**TUGAS ANDA**
(a) Sebutkan semua warna partai politik yang disebut dalam teks tentang pilkada.
(b) Cetak bagian teks tentang pilkada yang terletak antara "Begitu euforia, hiruk" dan "Pembukaan UUD 1945 ?", termasuk kedua bagian itu.

Selasa, 13 Februari 2018

PILKADA; KONTEKS KEMISKINAN STRUKTURAL



PILKADA;  KONTEKS KEMISKINAN STRUKTURAL
Oleh: Reinhard Hutapea
Staf pengajar Fisipol UDA Medan
Published, Waspada, 7 Feb 2018
Gegap gempita atau hiruk pikuk penentuan calon-calon kepala daerah (Gubernur/Bupati/Walikota) telah berakhir. Masing-masing partai atau kumpulan partai politik telah menentukan kandidatnya yang akan bertarung dalam bulan Juni mendatang.
Begitu euforia, hiruk pikuk atau gegap gempita metode penentuannya, sampai-sampai orang lupa tujuan sesungguhnya pilkada dilangsungkan. Apakah hanya sekedar (an sich) memilih pemimpin atau elit? Tidakkah seharusnya mengutamakan “visi, misi, atau program yang melindungi, mensejahterakan, dan mencerdaskan bangsa sebagaimana tujuan pemerintahan yang tersurat dalam alinea ke empat Pembukaan UUD 1945 ?
Pertanyaan demikian dikemukakan melihat pola penentuan calon-calon kepala daerah yang tak lazim, yang asal-asalan, yang tanpa platform kebijakan, alias tidak ideologis, pada hal atas nama partai politik. Bagaimana partai yang berwarna merah berkoalisi dengan partai yang berwarna hitam, kuning, putih, hijau, biru, tanpa dilandasi kesepakatan ideologis sama sekali, nyaris tak pernah ditemukan dalam negara yang demokratis, namun di negeri  ini berlangsung dengan kasat mata.
Partai Disfungsional
Dalam negara yang dikategorikan demokratis, yakni yang mengejawantahkan kedaulatan rakyat dalam pemerintahannya, masing-masing partai politik mempunyai platform,  program atau kebijakan (sebagai konsekwensi dari ideologinya) yang kelak kalau ia berkuasa akan menjalankan kebijakan tersebut.
Partai merah yang punya kebijakan yang kemerah-merahan sudah barang tentu akan berbeda dengan partai hijau yang punya kebijakan, kehijau-hijauhan, partai  biru,yang  kebiru-biruan dan seterusnya. Akan aneh jika partai hitam sama kebijakannya dengan partai putih, meski dalam beberapa hal mungkin ada persamaannya. Meminjam Giovanni Sartori (1963) tergantung dari jarak ideologi partainya.
Singkatnya sebelum berkoalisi menentukan calon kepala daerah jagoannya, partai-partai politik seharusnya terlebih dahulu menyepakati apa kebijakan (policy/program) yang akan dijalankan kandidat tersebut. Tidak sebagaimana yang berlangsung saat ini, ujug-ujug/tiba-tiba para elit-elit partai bak turun dari kayangan, langsung memilih sosok, figur, atau orang. Model apa itu?

[Butir-butir dari sebuah dataset]
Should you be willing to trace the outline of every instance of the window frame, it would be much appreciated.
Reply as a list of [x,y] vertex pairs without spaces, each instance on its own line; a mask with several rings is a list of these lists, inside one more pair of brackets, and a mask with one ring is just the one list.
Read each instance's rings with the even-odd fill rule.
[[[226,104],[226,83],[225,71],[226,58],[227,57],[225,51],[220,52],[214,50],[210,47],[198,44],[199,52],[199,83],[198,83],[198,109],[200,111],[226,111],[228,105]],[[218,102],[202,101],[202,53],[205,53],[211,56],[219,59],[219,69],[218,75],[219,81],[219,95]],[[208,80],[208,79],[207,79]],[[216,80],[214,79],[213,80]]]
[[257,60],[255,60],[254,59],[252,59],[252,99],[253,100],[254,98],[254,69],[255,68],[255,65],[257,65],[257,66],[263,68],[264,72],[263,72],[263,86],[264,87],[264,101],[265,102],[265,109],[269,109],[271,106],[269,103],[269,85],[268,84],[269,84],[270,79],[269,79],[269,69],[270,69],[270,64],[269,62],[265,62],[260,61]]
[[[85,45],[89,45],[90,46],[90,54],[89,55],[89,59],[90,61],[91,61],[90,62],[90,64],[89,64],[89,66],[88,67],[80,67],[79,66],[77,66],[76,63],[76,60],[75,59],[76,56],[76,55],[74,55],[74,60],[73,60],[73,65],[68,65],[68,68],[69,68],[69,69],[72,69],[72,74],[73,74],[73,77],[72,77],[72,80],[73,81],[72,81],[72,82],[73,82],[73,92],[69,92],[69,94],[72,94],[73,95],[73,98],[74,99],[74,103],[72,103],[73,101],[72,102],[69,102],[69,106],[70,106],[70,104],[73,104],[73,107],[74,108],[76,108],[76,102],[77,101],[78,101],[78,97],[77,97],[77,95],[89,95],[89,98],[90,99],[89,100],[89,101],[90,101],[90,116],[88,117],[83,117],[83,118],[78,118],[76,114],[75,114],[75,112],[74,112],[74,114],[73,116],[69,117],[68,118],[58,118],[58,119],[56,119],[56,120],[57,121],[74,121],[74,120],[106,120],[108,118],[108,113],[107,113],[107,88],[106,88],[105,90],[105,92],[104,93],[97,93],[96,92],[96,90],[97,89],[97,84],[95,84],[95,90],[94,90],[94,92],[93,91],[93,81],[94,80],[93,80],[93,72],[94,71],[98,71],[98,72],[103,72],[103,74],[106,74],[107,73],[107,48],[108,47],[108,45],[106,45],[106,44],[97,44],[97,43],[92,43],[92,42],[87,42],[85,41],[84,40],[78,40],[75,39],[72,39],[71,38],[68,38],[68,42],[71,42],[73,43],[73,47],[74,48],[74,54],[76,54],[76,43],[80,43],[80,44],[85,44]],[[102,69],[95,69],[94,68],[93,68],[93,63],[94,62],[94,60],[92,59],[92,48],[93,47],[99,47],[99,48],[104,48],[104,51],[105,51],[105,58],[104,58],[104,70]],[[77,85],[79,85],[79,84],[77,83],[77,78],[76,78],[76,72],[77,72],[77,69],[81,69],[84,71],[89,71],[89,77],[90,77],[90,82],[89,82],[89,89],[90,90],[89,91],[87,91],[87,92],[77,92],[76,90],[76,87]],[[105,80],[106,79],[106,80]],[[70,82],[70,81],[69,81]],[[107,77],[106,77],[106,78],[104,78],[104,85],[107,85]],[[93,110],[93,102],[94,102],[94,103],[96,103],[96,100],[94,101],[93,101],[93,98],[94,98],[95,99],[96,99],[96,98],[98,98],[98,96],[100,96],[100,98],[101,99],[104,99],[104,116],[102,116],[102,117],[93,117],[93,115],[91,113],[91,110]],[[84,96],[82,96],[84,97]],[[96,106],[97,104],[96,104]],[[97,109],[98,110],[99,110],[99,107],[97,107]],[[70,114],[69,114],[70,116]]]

**PEMBAHASAN JAWABAN**
(a) Merah, hitam, kuning, putih, hijau, biru

(b)
Begitu euforia, hiruk pikuk atau gegap gempita metode penentuannya, sampai-sampai orang lupa tujuan sesungguhnya pilkada dilangsungkan. Apakah hanya sekedar (an sich) memilih pemimpin atau elit? Tidakkah seharusnya mengutamakan “visi, misi, atau program yang melindungi, mensejahterakan, dan mencerdaskan bangsa sebagaimana tujuan pemerintahan yang tersurat dalam alinea ke empat Pembukaan UUD 1945 ?